Penulis: *** | Editor: Marjeni Rokcalva
Cabang olahraga sepakbola yang difavoritkan bakal mendulang emas bergengsi buat Sumbar pada Porwil X Bengkulu, gagal memenuhi targetnya. Apa yang kurang, persiapan panjang dimulai menggelar seleksi pemain hingga uji coba ke Malaysia berakhir pahit. Pulang dengan hampa.
Kata gagal sudah pasti.Jangan cari kambing hitam dengan alasan kelelahan serta menuding yang lain. Sebab, persiapan panjang dengan bergaya sedikit profesional ibarat klub liga satu. Kenyataanya, sebuah tim yang rapuh. Ini dibuktian mulai penyisihan grup A tak berdaya menghadapi tuan rumah Bengkulu, kalah 1-2. Bahkan, bersusah payah mengalahkan tim lain.
Ketika dikalahkan Bengkulu awal penyisihan grup, ini merupakan sinyal pertanda tim Sumbar yang ditukangi Robby Mariandi tak ada apa-apanya. Jangan berkilah dikerjain wasit atau tuan rumah seenak dewe bikin aturan. Memang, pada Porwil sekarang ada perobahan aturan, semifinal tidak menggunakan sistem silang selama ini digunakan tiap turnamen kelas dunia.

- [Tugas yang diberikan A]:
Tolong salin kutipan tentang sepak bola Sumbar, semuanya mulai dari "Penulis: *** |" sampai ke "mengalahkan tim lain.".
- [Tugas yang diberikan B]:
Dalam kutipan tentang sepak bola Sumbar, berapa skor kekalahan tim Sumbar dari tuan rumah Bengkulu di penyisihan grup A?
Baris-baris yang ada tidak berhubungan dengan kutipan di atas.

- [Bagian data]:
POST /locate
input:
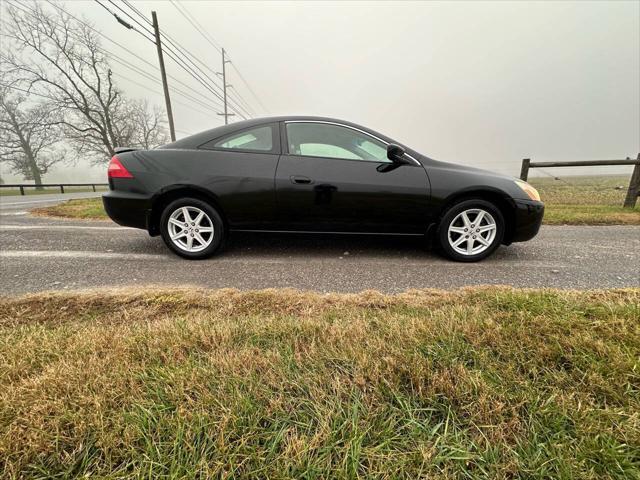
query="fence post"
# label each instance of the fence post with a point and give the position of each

- [Jawaban A]:
Penulis: *** | Editor: Marjeni Rokcalva
Cabang olahraga sepakbola yang difavoritkan bakal mendulang emas bergengsi buat Sumbar pada Porwil X Bengkulu, gagal memenuhi targetnya. Apa yang kurang, persiapan panjang dimulai menggelar seleksi pemain hingga uji coba ke Malaysia berakhir pahit. Pulang dengan hampa.
Kata gagal sudah pasti.Jangan cari kambing hitam dengan alasan kelelahan serta menuding yang lain. Sebab, persiapan panjang dengan bergaya sedikit profesional ibarat klub liga satu. Kenyataanya, sebuah tim yang rapuh. Ini dibuktian mulai penyisihan grup A tak berdaya menghadapi tuan rumah Bengkulu, kalah 1-2. Bahkan, bersusah payah mengalahkan tim lain.

- [Jawaban B]:
Sumbar kalah 1-2 dari Bengkulu.